EXERCISE:
Copy the following data word for word, keeping every line unchanged.

[Boundary annotation data]
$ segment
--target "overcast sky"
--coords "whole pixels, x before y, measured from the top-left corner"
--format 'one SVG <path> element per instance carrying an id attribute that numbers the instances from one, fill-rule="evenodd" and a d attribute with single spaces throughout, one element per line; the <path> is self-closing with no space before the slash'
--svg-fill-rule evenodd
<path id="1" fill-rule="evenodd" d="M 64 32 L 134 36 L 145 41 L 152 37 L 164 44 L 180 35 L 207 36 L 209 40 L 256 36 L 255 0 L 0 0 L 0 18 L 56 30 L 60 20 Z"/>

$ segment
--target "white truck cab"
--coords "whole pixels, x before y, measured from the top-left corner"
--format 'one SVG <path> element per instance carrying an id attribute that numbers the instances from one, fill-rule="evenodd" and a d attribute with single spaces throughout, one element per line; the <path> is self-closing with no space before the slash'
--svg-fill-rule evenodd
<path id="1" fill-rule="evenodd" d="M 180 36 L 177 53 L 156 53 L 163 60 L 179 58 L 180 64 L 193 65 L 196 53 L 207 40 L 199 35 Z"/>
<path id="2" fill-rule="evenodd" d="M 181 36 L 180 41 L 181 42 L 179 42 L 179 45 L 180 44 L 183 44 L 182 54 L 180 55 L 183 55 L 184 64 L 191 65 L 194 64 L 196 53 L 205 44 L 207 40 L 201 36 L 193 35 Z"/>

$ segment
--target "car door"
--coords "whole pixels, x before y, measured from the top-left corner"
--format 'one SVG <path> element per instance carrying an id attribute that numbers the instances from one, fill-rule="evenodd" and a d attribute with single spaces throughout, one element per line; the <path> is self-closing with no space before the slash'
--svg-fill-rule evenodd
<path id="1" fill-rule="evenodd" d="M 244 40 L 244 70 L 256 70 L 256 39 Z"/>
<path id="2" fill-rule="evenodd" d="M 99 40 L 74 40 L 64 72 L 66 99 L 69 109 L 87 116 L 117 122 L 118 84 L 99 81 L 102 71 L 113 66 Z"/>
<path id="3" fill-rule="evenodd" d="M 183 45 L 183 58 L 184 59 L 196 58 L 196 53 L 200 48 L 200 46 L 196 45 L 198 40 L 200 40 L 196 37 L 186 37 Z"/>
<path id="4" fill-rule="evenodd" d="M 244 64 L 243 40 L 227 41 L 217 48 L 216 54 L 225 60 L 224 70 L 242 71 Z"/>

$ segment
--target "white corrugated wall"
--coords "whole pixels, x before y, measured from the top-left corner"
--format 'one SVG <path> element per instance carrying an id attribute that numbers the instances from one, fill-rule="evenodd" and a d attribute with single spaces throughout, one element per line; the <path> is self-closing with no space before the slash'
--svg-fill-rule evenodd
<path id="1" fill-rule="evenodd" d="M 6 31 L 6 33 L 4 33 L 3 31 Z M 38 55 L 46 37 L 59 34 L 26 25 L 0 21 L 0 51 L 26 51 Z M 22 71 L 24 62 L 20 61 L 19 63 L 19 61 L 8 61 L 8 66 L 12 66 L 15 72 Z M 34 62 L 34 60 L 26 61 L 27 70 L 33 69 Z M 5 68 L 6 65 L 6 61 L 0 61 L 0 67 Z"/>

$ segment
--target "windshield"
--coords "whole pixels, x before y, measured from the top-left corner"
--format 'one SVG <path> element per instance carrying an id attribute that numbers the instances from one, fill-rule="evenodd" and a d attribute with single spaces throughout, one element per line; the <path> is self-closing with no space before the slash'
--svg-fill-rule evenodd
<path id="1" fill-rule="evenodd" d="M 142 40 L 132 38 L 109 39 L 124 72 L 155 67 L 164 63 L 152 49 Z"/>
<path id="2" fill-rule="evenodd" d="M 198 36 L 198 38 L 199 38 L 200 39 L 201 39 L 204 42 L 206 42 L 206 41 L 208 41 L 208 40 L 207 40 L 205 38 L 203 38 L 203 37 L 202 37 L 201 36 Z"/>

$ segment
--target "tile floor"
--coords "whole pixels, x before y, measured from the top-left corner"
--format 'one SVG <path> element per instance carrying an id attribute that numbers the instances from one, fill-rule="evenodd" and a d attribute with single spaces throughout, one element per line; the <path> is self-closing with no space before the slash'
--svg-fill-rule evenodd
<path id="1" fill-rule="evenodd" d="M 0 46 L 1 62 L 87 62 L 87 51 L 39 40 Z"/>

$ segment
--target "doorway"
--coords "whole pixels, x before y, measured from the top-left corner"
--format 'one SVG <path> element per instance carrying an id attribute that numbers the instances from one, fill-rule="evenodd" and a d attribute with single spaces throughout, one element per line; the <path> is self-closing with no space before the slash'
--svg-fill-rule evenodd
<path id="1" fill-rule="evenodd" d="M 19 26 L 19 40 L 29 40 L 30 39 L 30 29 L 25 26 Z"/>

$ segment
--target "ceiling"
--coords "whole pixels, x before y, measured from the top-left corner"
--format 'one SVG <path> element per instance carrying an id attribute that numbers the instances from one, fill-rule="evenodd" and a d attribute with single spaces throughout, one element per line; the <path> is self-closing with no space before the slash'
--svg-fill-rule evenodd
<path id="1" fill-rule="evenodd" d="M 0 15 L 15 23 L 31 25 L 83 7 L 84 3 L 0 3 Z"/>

EXERCISE ANSWER:
$ segment
--target "overcast sky"
--coords "whole pixels, x before y, measured from the top-left corner"
--format 'one SVG <path> element per instance carrying an id attribute that numbers the instances from one, fill-rule="evenodd" and a d attribute with single spaces throughout, one element per line; the <path> is self-closing with no space before the slash'
--svg-fill-rule evenodd
<path id="1" fill-rule="evenodd" d="M 64 32 L 134 36 L 145 41 L 152 37 L 164 44 L 180 35 L 207 36 L 209 40 L 256 36 L 255 0 L 0 0 L 0 18 L 56 30 L 60 20 Z"/>

$ segment
--target "white truck cab"
--coords "whole pixels, x before y, measured from the top-left corner"
--format 'one SVG <path> element per instance carrying an id attribute that numbers the instances from one, fill-rule="evenodd" and a d attribute with single spaces throughout, one element per line; the <path> is self-closing with no space before the slash'
--svg-fill-rule evenodd
<path id="1" fill-rule="evenodd" d="M 180 36 L 177 53 L 156 53 L 163 60 L 179 58 L 180 64 L 193 65 L 196 53 L 207 40 L 199 35 Z"/>
<path id="2" fill-rule="evenodd" d="M 181 36 L 180 41 L 181 42 L 179 42 L 179 45 L 180 44 L 183 44 L 182 54 L 180 55 L 183 55 L 184 64 L 191 65 L 194 64 L 196 53 L 205 44 L 207 40 L 201 36 L 193 35 Z"/>

$ segment
--target "car door"
--coords "whole pixels, x before y, measured from the top-left corner"
--format 'one SVG <path> element per instance carrying an id attribute that numbers the instances from one, fill-rule="evenodd" and a d attribute with single spaces throughout, one element per line; the <path> is self-closing with no space before the slash'
--svg-fill-rule evenodd
<path id="1" fill-rule="evenodd" d="M 244 40 L 244 70 L 256 70 L 256 39 Z"/>
<path id="2" fill-rule="evenodd" d="M 99 40 L 74 40 L 64 72 L 66 99 L 69 109 L 87 116 L 117 122 L 118 84 L 99 81 L 102 71 L 113 66 Z"/>
<path id="3" fill-rule="evenodd" d="M 183 45 L 183 58 L 184 59 L 196 58 L 196 53 L 200 48 L 200 46 L 196 45 L 198 40 L 200 40 L 196 37 L 186 37 Z"/>
<path id="4" fill-rule="evenodd" d="M 244 64 L 243 40 L 227 41 L 217 48 L 216 54 L 225 60 L 224 70 L 242 71 Z"/>

$ segment
--target "white corrugated wall"
--coords "whole pixels, x before y, measured from the top-left corner"
--format 'one SVG <path> element per instance carrying an id attribute that numbers the instances from one, fill-rule="evenodd" and a d attribute with single spaces throughout, one element per line; the <path> is self-closing with no space before the slash'
--svg-fill-rule evenodd
<path id="1" fill-rule="evenodd" d="M 6 31 L 6 33 L 4 33 L 3 31 Z M 38 55 L 46 37 L 59 34 L 26 25 L 0 21 L 0 51 L 26 51 Z M 22 71 L 24 62 L 20 61 L 19 63 L 19 61 L 8 61 L 8 66 L 12 66 L 15 72 Z M 34 62 L 34 60 L 26 61 L 27 70 L 33 69 Z M 5 68 L 6 65 L 6 61 L 0 61 L 0 67 Z"/>

$ segment
--target "windshield"
--coords "whole pixels, x before y, measured from the top-left corner"
--format 'one SVG <path> element per instance carrying an id attribute that numbers the instances from one, fill-rule="evenodd" and a d attribute with single spaces throughout, one element per line; the <path> is self-closing with no space before the slash'
--svg-fill-rule evenodd
<path id="1" fill-rule="evenodd" d="M 142 40 L 132 38 L 109 39 L 124 72 L 155 67 L 164 63 L 152 49 Z"/>
<path id="2" fill-rule="evenodd" d="M 198 36 L 198 38 L 199 38 L 200 39 L 201 39 L 204 42 L 206 42 L 206 41 L 208 41 L 208 40 L 207 40 L 205 38 L 203 38 L 203 37 L 202 37 L 201 36 Z"/>

$ segment
--target "tile floor"
--coords "whole pixels, x before y, measured from the top-left corner"
--format 'one SVG <path> element per instance carrying an id attribute that numbers the instances from one, fill-rule="evenodd" and a d attribute with single spaces throughout, one element per line; the <path> is self-closing with no space before the slash'
--svg-fill-rule evenodd
<path id="1" fill-rule="evenodd" d="M 0 46 L 1 62 L 87 62 L 87 51 L 39 40 Z"/>

$ segment
--target "doorway"
--coords "whole pixels, x before y, measured from the top-left corner"
--format 'one SVG <path> element per instance carrying an id attribute that numbers the instances from one, fill-rule="evenodd" and a d attribute with single spaces throughout, one element per line; the <path> is self-closing with no space before the slash'
--svg-fill-rule evenodd
<path id="1" fill-rule="evenodd" d="M 19 26 L 19 40 L 29 40 L 30 39 L 30 29 L 25 26 Z"/>

$ segment
--target "ceiling"
--coords "whole pixels, x before y, measured from the top-left corner"
--format 'one SVG <path> element per instance carrying an id attribute that numbers the instances from one, fill-rule="evenodd" and a d attribute with single spaces throughout, one element per line; the <path> is self-closing with no space before the slash'
--svg-fill-rule evenodd
<path id="1" fill-rule="evenodd" d="M 0 15 L 15 23 L 31 25 L 83 7 L 84 3 L 0 3 Z"/>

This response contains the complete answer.